>> start DATA PROVIDED

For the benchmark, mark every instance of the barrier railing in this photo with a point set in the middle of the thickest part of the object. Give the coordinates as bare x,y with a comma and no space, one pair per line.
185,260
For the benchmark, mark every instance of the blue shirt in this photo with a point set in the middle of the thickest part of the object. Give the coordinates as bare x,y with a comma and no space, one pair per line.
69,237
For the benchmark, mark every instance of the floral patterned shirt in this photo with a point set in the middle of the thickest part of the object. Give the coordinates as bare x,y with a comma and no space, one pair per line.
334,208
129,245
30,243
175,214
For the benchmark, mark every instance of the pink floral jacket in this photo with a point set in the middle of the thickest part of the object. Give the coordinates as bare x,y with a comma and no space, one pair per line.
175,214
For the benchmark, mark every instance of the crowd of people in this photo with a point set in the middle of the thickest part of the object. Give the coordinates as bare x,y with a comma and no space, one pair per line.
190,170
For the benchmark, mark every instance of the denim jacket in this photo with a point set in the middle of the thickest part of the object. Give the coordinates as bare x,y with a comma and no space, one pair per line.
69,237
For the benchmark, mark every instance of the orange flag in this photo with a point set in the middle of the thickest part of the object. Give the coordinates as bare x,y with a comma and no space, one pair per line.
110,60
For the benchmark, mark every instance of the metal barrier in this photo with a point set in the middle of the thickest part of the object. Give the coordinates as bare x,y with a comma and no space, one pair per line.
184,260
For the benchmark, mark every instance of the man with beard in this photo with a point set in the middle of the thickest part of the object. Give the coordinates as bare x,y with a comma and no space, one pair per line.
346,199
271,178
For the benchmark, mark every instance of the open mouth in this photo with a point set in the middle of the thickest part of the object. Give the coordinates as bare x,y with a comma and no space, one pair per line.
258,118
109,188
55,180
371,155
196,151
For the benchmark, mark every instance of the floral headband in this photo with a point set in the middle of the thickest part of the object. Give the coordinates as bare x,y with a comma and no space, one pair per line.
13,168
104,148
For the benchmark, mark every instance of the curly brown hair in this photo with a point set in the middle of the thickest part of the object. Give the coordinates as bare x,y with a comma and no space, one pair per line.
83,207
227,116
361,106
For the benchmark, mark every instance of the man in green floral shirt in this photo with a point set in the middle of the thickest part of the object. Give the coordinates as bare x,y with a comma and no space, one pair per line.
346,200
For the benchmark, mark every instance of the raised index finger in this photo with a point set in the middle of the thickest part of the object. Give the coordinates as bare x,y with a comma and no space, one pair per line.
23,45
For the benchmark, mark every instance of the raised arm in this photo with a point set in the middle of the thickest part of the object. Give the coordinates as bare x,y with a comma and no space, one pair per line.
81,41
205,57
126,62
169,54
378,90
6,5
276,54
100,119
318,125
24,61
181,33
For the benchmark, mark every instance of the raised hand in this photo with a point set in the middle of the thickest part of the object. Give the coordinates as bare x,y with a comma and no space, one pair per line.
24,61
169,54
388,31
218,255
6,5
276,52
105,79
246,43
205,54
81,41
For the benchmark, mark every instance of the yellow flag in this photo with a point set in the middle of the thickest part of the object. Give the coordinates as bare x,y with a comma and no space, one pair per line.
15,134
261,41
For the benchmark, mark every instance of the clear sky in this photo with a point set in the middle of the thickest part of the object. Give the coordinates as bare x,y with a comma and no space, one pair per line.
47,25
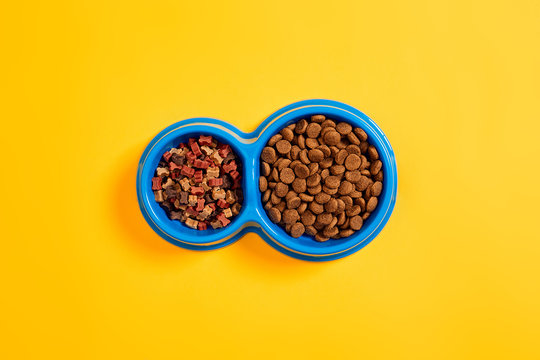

>> end DATA PROVIDED

List every line in the lines above that contains the word "jacket", copying each one in full.

For the benchmark, mark every instance of the pink floral jacket in this photo with a point set in the middle of the thickest part of the object. Give the coordinates as bare x,y with a comma and no space, one pair per line.
For the benchmark, mark every instance of the denim jacket in this photo with a point set in the middle of the thickest part of the object. Give the coordinates as bare x,y with a comma and no space, one pair per line.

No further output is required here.